*Quoted passage*:
....

Promoting a game by automatically embedding screenshots in social media sites is a common practice, particularly among developers whose games live on those social media platforms, as well as mobile developers.
However, Emma "Eniko" Maassen, of Kitsune Games, put a new spin on this for her indie roguelike MidBoss (not to be confused with 2064: Read Only Memories dev MidBoss), a traditional standalone PC game.
When a MidBoss player finishes a run—usually by dying—they can post a "death card" with the circumstances of their death or transcendence to Twitter. The embedded image doubles as a save files to allow other players to replay from the same seed or salvage loot from the failed run, since all of the information is steganographically encoded into the PNG image file.
Maassen sat down with Gamasutra to talk about the challenges and advantages of using steganography to share more than just text and pictures on social media.
Questions and answers have been edited for brevity and clarity.
Dead, to begin with
Where did the idea of MidBoss's death cards initially come from?
Emma "Eniko" Maassen: I like finding a place for old stuff I never really used in my projects. When we were working on the trailer for MidBoss, we came up with an idea to show parts of the game as trading cards in the trailer to show the volume of content in the game.
I made a card design for that, and that actually made it in the trailer. Around the same time, Alphabear was exploding on Twitter. And we'd been getting some feedback from people that they were sad there wasn't a meta progression system, like in (for instance) Rogue Legacy.
I decided to use the moment of the player's death since most runs end in death in MidBoss. The story that most players share with others when they talk about their experiences in roguelikes is how they died.
Got obliterated by an evil warlock! #LikeAMidBoss pic.twitter.com/CU2RMAQRKi
— Jay Allen (@a_man_in_black) January 16, 2018
I realized that I could combine my [already-made] steganography library with the card design [from the trailer], make it shareable on social media like Alphabear, and came up with the grave goods system (using the cards to carry over items from your inventory to a new game) to soften the blow of not having meta progression.
You had already developed a steganography library before working on MidBoss?
I created a library to do image steganography while I was working on the in-game music instrument playing system for Shroud of the Avatar.
"I was playing Champions Online. A friend sent me their character customization settings, but it was a picture that I could load into the game. It was like magic, so I looked up how they could've done it and [first] came across steganography."
Years ago, I was playing Champions Online. A friend sent me their character customization settings, but it was a picture that I could load into the game. It was like magic, so I looked up how they could've done it and [first] came across steganography.
[A couple years later,] Shroud of the Avatar was taking submissions for game content from backers, and one of their stretch goals had been a system where you can play instruments in game to make music. Mabinogi, which I used to play, and Archeage used MML files to do that. Lord of the Rings Online [and later Terraria] used ABC files. I [created] a framework that could parse the player-transcribed music for all of these games, to give me access to this wealth of playable music. (You can find the source code for the library on my Github.)

....

[Point-based annotation data]

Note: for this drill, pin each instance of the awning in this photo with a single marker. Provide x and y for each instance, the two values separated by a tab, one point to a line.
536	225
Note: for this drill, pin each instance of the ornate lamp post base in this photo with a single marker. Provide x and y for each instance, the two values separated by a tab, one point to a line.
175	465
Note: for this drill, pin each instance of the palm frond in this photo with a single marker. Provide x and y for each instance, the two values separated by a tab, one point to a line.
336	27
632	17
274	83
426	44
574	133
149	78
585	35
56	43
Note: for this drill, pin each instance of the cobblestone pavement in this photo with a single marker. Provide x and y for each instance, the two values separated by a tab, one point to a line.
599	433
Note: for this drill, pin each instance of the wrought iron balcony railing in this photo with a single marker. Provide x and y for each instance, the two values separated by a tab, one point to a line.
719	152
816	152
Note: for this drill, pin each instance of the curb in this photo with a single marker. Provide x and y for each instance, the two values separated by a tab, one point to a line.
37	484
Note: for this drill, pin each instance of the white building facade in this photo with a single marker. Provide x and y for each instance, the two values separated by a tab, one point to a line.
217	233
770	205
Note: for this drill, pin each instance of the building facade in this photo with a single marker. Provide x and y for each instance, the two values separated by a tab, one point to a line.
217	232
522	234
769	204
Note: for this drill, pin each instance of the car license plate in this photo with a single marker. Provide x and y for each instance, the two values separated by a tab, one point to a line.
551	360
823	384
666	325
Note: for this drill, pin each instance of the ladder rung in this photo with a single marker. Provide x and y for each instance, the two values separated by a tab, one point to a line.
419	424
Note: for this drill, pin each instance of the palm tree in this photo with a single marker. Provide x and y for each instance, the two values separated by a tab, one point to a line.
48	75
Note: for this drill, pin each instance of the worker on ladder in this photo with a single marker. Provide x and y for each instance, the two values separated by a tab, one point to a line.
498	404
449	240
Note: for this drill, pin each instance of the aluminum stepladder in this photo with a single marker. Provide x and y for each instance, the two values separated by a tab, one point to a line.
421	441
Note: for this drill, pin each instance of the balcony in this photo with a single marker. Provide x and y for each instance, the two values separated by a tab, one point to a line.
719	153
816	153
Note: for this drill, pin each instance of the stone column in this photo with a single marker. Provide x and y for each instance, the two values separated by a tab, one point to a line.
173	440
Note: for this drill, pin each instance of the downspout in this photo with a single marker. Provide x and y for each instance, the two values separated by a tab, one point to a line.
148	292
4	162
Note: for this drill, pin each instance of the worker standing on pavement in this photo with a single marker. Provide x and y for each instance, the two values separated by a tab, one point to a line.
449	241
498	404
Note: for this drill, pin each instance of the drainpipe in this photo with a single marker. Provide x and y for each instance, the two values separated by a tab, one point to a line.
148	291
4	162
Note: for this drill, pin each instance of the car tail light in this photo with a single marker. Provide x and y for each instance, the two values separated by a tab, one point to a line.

....

*Problems*:
1. Copy the MidBoss interview word for word from "I decided to" to "having meta progression.".
2. Proceed with the MidBoss interview, picking up right after its final sentence.

*Replies*:
1.
I decided to use the moment of the player's death since most runs end in death in MidBoss. The story that most players share with others when they talk about their experiences in roguelikes is how they died.
Got obliterated by an evil warlock! #LikeAMidBoss pic.twitter.com/CU2RMAQRKi
— Jay Allen (@a_man_in_black) January 16, 2018
I realized that I could combine my [already-made] steganography library with the card design [from the trailer], make it shareable on social media like Alphabear, and came up with the grave goods system (using the cards to carry over items from your inventory to a new game) to soften the blow of not having meta progression.

2.
[As part of this project,] I created a library to do image steganography to be able to hide the music file data within a music scroll image with the actual notes printed on it. That experiment never went anywhere, though. I was working on this in my spare time and I just didn't have the time to figure out all the intricacies of rendering the bars of music into an image to share.
I cleaned [this framework] up, made it open source, and submitted it [to Shroud of the Avatar developer Portalarium]. It took a while for them to get around to implementing it, but Richard Garriott mentioned how easy the library had been to integrate for them. I was awarded the Order of the New Britannia Empire, an actual medal they award to community members that perform outstanding contributions for the game. It was a very positive experience for everyone involved.
Encoding memorials with steganography
Can you walk through how your steganography implementation works in MidBoss?
It's relatively simple. It takes the binary or byte data you want to encode and the RGBA color information of the image. Then it goes through all the bits in the data you want encoded and overwrites the least significant bit of each color channel to match. That means the colors will only ever be off by 1 from the original, which is imperceptible to the human eye. There's 4 color channels or 4 bits of encoded data per pixel, so every two pixels represent one byte of the encoded data. Death cards are 405x506 pixels in size, so they can hold at maximum about 405*506/2 bytes, minus some transparent pixels, or about 100 kilobytes of data.
Programs don't respect the values of the RGB channels for a fully transparent pixel, so I only put data in pixels that had a certain minimum alpha value so they weren't completely transparent.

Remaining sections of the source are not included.